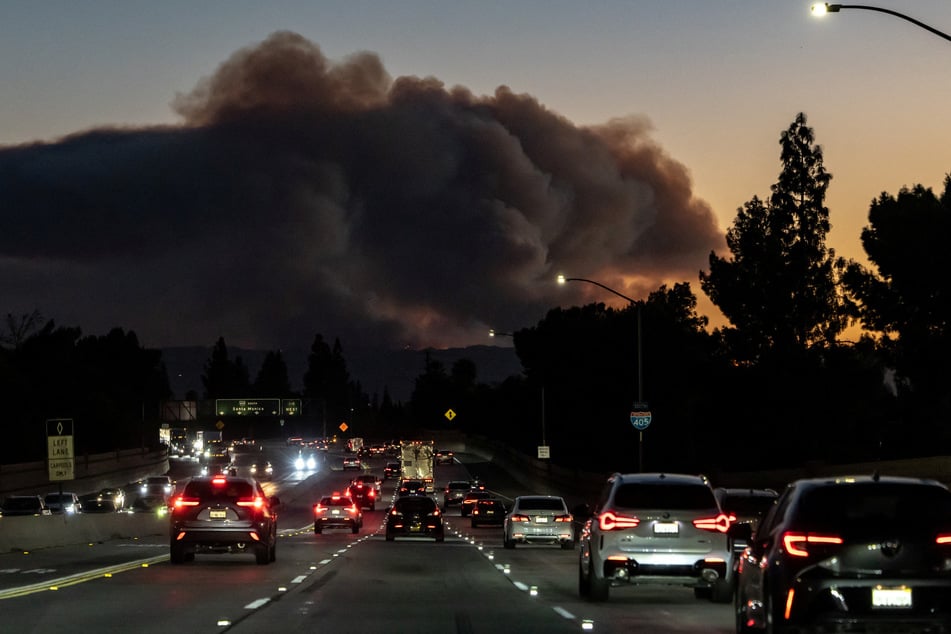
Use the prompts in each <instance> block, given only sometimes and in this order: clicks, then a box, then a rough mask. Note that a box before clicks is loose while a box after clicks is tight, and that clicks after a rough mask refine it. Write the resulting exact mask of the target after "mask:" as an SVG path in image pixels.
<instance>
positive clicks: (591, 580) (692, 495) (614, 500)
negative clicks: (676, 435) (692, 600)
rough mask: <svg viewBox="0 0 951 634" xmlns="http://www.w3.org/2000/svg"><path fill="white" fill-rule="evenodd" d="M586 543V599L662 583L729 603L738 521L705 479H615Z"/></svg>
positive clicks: (592, 600) (582, 540)
mask: <svg viewBox="0 0 951 634" xmlns="http://www.w3.org/2000/svg"><path fill="white" fill-rule="evenodd" d="M599 499H600V504H599V506H598V507H596V508H595V509H594V515H593V516H592V518H591V520H590V521H589V522H588V523H587V524H586V527H585V530H584V531H582V534H581V537H580V538H579V540H578V543H579V549H580V555H579V558H578V593H579V594H580V595H581V597H583V598H585V599H588V600H591V601H606V600H607V599H608V597H609V593H610V589H611V588H612V587H620V586H639V585H648V584H659V585H668V586H674V585H679V586H684V587H689V588H693V589H694V595H695V596H697V597H698V598H708V599H712V600H713V601H715V602H721V603H725V602H729V600H730V598H731V597H732V596H733V589H732V586H731V584H730V582H729V580H728V579H727V569H726V568H727V564H728V562H729V561H730V555H731V552H730V543H729V536H728V535H727V532H728V531H729V529H730V524H731V523H732V520H731V518H730V517H729V516H728V515H727V514H725V513H723V511H722V510H721V509H720V505H719V503H718V502H717V498H716V496H715V495H714V493H713V487H712V486H711V485H710V481H709V480H708V479H707V478H706V477H705V476H702V475H693V474H676V473H632V474H620V473H615V474H613V475H612V476H611V477H609V478H608V480H607V482H606V484H605V486H604V489H603V491H602V493H601V495H600V497H599Z"/></svg>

——

Turn every line of the entries above into a numbered list, dropping any blank lines. Leave the pictures out of the answer.

1. Use the prompts in each <instance> block, given only sometimes and in this order: clicks, then a box, then a rough mask. Note that a box before clicks is loose while a box after clicks is tight, and that clicks after a rough mask refine it. Write the resulting exact mask of the target after "mask:" as an SVG path in image pixels.
2. <instance>
3. positive clicks: (591, 580) (692, 495) (614, 500)
4. negative clicks: (676, 435) (692, 600)
5. rough mask: <svg viewBox="0 0 951 634" xmlns="http://www.w3.org/2000/svg"><path fill="white" fill-rule="evenodd" d="M586 543V599L662 583L729 603L738 521L705 479H615Z"/></svg>
6. positive clicks: (592, 600) (582, 540)
7. mask: <svg viewBox="0 0 951 634" xmlns="http://www.w3.org/2000/svg"><path fill="white" fill-rule="evenodd" d="M599 499H600V504H599V506H598V507H596V508H595V509H594V515H593V516H592V518H591V520H590V521H589V522H588V523H587V524H586V527H585V530H584V531H582V534H581V537H580V538H579V540H578V543H579V549H580V555H579V558H578V593H579V594H580V595H581V597H583V598H585V599H588V600H591V601H606V600H607V599H608V597H609V593H610V589H611V588H612V587H620V586H639V585H648V584H659V585H668V586H674V585H679V586H684V587H689V588H693V589H694V595H695V596H697V597H698V598H708V599H712V600H713V601H715V602H721V603H725V602H729V600H730V598H731V597H732V596H733V589H732V586H731V584H730V582H729V580H728V579H727V569H726V568H727V564H728V562H729V561H730V555H731V552H730V543H729V536H728V535H727V532H728V531H729V529H730V524H731V523H732V520H731V518H730V517H729V516H728V515H727V514H725V513H723V511H722V510H721V509H720V505H719V503H718V502H717V498H716V496H715V495H714V493H713V487H712V486H711V485H710V481H709V480H708V479H707V478H706V477H705V476H702V475H693V474H676V473H632V474H620V473H615V474H613V475H612V476H611V477H609V478H608V480H607V482H606V484H605V486H604V489H603V491H602V493H601V495H600V497H599Z"/></svg>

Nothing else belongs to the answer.